- DIRECTION 1:
Please answer these questions using the text on NFTs, giving each answer on its own line and marking it with the same letter:
(a) Which standard was the first NFT standard created on Ethereum?
(b) What three steps make up the minting procedure at a high level?
(c) What serves as the certificate of authenticity for a particular digital object?

- TEXT:
____

There can only ever be one owner of an NFT. The unique ID and information that no other token can reproduce are used to manage ownership. Smart contracts that determine ownership and control transferability produce NFTs [2]. Compiled with Ethereum standards (here, ERC-721, the protocol supporting NFTs and operators), anyone can produce or mint NFTs by executing smart contracts [7]. The first NFT standard created on Ethereum, ERC-721, is free and open-source. A smart contract must implement ERC-721 API to maintain and transmit NFTs. Each ERC-721 token has a different token ID and distinct attributes. The owner’s identity, a list of authorised addresses, a transfer function that enables the transfer of tokens from holders to buyers, and other helpful functionalities are all included in ERC-721 tokens [8].

The blockchain platform registers these smart contracts and receives this information in the form of blocks. From a high level, the minting procedure involves the following steps:

• New block creation.
• Information verification and validation.
• Uploading data to the blockchain.

2.1.2. Owning NFTs

Adding data to the blockchain requires NFTs with some unique characteristics. Each newly created coin has a special ID that is directly connected to a single Ethereum address. They cannot be exchanged for other tokens in a straight fashion (1:1). One Ethereum, for instance, is the same as another. With NFTs, this is not the case. Each token has a unique owner, and it is simple to confirm this information. They may be purchased and traded on any NFT market powered by Ethereum because they are Ethereum-based. Therefore, if a person owns an NFT,

• It is simple to indicate ownership.
• Verifying the ownership of an NFT is analogous to demonstrating that they have ETH in their account.
• Suppose one buys an NFT, and their public address can transfer ownership of the token to one’s wallet. This token demonstrates that the digital file they have copied is the original.
• Their private key serves as ownership documentation for the original.
• The certificate of authenticity for that particular digital object is the public key of the content producer.
• The public key of the token’s authors is a permanent part of its history. By proving that the token they own was produced by a certain person, the creator’s public key might raise the token’s market value.
• Signing messages to demonstrate ownership of the private key underlying the address is another approach to proving NFT ownership.
• Their private key serves as ownership documentation for the original, as already indicated. This indicates that the NFT is controlled by the private keys hidden behind that address.
• Without disclosing their private keys to anyone, they may use a signed message to demonstrate their ownership of the NFT.

____

- DIRECTION 2:
Count the lines in the records that contain the string "tire", and give only the number.

- DATA LISTING:
____

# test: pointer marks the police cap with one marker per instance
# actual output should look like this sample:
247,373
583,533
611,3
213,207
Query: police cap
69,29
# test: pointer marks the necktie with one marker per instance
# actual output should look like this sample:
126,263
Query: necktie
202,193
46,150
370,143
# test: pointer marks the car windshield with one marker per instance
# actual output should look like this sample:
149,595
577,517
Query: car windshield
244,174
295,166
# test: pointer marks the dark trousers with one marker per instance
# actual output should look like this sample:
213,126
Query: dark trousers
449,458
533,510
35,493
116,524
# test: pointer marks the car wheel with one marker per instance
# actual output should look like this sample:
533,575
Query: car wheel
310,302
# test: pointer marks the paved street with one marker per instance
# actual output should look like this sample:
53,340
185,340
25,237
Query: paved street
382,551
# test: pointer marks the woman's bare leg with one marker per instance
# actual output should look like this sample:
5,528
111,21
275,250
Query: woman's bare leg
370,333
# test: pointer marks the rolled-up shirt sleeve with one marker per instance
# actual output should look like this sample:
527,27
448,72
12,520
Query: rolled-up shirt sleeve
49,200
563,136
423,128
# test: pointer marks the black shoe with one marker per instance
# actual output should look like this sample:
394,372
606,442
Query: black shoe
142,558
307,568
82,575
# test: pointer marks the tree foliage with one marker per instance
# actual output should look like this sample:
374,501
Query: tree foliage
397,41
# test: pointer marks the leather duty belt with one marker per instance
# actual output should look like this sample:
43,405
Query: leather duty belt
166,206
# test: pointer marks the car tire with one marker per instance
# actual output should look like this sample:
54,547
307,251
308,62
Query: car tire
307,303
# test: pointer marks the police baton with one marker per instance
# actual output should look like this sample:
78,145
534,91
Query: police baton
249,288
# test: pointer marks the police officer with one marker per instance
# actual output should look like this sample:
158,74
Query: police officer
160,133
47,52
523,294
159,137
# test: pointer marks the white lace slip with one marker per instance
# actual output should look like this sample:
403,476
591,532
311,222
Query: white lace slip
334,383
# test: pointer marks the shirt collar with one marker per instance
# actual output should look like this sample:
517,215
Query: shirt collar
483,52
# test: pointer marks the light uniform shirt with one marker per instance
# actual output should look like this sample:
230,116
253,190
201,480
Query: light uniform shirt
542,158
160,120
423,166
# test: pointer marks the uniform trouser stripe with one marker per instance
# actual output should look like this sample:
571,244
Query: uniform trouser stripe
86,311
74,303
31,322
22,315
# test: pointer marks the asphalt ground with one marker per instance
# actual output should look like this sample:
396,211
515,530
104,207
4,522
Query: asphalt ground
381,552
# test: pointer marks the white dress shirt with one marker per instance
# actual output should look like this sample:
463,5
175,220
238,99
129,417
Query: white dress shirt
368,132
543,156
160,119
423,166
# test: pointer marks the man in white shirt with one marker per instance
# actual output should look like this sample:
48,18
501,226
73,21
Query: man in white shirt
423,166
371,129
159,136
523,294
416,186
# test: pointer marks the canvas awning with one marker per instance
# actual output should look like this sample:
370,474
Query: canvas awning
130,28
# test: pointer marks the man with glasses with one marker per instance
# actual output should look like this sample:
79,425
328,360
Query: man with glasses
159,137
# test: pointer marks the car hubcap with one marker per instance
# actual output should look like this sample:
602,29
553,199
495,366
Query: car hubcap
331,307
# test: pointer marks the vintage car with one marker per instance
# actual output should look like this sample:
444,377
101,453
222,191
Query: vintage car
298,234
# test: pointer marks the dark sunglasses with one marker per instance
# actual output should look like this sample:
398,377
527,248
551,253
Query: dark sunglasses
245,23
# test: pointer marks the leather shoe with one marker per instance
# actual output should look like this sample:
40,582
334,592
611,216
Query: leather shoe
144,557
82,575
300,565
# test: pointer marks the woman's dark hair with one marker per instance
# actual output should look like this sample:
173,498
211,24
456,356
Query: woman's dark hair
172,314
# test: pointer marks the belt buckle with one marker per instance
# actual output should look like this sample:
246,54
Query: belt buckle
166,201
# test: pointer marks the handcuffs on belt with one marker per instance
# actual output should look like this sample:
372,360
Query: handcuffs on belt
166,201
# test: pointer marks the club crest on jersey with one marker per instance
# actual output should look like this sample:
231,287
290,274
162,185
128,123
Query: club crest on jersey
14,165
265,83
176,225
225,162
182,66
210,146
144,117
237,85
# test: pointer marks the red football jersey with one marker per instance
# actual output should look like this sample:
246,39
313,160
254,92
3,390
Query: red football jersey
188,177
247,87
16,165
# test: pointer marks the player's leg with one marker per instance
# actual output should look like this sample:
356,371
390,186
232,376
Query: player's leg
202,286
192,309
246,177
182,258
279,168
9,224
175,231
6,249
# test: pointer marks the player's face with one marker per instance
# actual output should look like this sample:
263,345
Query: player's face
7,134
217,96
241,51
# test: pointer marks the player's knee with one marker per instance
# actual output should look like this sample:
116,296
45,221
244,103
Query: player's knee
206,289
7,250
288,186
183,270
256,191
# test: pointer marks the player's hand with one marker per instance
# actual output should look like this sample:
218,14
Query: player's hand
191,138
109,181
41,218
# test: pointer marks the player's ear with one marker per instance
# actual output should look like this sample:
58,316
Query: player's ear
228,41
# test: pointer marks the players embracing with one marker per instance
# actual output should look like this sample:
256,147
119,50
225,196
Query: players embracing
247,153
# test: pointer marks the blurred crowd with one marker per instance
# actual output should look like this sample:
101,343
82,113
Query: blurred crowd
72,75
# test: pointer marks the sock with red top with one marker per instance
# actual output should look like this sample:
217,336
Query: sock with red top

____

- CORRECT OUTPUT 1:
(a) ERC-721
(b) New block creation; information verification and validation; uploading data to the blockchain
(c) The public key of the content producer

- CORRECT OUTPUT 2:
2